- **Directions for this task**: Show every line of the items below that contains the string "wrist".

- **Supplied information**:
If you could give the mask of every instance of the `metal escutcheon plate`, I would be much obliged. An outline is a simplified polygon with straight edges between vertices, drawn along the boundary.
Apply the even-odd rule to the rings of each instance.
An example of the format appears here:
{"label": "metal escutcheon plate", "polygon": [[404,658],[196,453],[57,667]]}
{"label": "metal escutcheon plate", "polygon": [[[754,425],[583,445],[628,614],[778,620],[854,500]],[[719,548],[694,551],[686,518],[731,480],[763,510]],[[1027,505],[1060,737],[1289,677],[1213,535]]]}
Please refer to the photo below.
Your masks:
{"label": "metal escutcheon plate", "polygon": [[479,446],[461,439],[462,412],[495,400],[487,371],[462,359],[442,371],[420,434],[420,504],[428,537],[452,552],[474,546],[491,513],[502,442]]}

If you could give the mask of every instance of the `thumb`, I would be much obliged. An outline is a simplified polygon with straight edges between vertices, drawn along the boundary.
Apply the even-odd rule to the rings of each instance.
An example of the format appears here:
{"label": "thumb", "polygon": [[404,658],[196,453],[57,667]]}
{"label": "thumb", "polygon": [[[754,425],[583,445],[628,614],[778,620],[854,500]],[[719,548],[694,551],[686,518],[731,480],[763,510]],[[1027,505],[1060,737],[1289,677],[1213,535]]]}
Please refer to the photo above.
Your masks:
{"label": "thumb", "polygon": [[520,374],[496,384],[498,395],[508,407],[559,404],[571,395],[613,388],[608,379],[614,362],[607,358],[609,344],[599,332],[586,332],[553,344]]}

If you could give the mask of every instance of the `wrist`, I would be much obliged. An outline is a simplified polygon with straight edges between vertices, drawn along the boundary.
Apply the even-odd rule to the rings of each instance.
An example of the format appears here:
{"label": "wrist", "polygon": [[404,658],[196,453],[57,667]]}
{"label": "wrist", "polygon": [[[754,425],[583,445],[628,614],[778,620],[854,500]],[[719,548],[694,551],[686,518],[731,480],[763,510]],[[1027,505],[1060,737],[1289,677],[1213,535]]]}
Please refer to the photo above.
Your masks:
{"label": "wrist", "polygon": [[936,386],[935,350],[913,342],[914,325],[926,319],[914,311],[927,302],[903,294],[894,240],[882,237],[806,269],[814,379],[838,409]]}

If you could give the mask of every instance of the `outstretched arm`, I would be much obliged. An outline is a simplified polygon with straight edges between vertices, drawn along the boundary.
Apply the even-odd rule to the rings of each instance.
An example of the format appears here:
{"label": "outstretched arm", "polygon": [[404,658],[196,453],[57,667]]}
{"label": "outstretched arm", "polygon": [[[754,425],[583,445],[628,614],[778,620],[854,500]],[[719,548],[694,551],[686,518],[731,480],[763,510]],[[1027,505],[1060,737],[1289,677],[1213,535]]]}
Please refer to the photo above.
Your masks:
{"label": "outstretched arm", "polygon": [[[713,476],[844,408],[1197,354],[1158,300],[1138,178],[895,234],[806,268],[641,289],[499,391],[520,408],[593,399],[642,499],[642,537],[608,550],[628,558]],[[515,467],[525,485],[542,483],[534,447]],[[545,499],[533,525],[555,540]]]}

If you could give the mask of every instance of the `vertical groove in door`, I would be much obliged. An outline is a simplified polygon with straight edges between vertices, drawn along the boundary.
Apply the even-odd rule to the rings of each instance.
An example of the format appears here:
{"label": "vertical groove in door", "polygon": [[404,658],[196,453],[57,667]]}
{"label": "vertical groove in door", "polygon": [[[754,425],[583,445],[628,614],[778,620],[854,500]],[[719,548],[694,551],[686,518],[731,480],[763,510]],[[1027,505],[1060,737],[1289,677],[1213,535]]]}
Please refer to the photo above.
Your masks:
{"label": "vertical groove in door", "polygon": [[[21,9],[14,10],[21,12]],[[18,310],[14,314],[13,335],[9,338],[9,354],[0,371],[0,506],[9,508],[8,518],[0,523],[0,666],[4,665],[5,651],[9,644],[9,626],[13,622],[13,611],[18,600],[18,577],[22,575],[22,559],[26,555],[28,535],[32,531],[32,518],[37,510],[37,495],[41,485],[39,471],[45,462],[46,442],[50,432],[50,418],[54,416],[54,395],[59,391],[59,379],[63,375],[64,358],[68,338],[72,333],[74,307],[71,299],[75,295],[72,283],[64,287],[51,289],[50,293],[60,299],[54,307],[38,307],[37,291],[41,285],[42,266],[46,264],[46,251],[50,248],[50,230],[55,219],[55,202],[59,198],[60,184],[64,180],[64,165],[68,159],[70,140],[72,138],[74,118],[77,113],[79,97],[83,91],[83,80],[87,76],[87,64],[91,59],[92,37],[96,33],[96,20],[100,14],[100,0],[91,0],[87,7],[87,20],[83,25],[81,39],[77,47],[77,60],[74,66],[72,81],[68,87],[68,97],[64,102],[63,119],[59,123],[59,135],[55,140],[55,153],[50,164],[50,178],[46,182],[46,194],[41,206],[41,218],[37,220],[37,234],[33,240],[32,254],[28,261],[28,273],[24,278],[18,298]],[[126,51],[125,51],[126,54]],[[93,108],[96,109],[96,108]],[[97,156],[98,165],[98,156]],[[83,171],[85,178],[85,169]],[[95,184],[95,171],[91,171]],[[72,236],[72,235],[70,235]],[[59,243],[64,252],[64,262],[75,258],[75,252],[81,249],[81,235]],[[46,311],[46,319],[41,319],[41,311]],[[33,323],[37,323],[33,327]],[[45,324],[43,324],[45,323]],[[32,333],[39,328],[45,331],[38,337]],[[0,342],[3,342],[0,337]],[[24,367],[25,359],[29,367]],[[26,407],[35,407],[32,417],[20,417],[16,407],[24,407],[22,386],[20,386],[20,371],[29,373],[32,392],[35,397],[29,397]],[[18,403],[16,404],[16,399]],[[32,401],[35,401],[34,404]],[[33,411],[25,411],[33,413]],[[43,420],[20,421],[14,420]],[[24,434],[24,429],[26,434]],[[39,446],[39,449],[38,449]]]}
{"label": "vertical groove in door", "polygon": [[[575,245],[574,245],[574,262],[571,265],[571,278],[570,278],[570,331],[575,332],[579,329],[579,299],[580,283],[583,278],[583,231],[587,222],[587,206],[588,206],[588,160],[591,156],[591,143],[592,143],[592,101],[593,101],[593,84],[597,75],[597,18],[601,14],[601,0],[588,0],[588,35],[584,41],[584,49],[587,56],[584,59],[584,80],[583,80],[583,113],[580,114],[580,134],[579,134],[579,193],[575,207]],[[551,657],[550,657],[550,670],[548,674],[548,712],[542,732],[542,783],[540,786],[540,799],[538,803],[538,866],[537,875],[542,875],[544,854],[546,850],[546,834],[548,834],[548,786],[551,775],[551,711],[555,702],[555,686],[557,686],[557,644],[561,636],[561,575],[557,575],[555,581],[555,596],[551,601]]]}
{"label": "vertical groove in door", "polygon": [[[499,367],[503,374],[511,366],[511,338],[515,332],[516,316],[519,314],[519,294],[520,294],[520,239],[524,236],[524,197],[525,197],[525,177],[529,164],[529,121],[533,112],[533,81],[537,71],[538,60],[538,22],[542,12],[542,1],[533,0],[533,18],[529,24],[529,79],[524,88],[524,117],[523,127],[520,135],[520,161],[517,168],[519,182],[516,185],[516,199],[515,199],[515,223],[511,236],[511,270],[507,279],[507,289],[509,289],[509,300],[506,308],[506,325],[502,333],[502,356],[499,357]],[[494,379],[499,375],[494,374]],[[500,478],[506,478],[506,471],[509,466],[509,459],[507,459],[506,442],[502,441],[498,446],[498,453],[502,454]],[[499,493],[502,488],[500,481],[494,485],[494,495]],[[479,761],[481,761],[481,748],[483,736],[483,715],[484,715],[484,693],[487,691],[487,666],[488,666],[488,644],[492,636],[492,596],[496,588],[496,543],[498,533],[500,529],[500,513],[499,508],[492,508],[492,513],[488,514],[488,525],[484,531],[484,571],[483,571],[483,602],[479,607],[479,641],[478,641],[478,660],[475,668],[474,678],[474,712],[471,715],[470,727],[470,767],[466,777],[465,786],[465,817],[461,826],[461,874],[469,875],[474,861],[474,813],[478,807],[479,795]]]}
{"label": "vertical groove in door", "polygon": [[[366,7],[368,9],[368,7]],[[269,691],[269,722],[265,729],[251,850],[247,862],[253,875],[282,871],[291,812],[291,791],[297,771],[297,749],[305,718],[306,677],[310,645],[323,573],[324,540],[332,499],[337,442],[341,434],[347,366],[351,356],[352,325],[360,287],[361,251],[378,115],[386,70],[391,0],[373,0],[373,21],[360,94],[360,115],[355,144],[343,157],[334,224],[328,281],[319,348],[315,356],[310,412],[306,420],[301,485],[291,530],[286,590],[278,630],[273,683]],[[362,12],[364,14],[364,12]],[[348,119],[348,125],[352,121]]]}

- **Output of the exercise**:
If you could give the mask of every instance of the `wrist`, I would be much obliged. An outline is a simplified polygon with straight edges between vertices, drawn along the boundary.
{"label": "wrist", "polygon": [[404,658],[196,453],[57,667]]}
{"label": "wrist", "polygon": [[[754,425],[583,445],[628,614],[778,620],[854,500]],[[719,548],[694,551],[686,518],[731,480],[763,510]],[[1027,505],[1060,737],[1289,677],[1213,535]]]}
{"label": "wrist", "polygon": [[936,386],[935,350],[913,342],[914,325],[926,319],[914,311],[927,302],[903,294],[894,240],[882,237],[806,269],[814,379],[838,409]]}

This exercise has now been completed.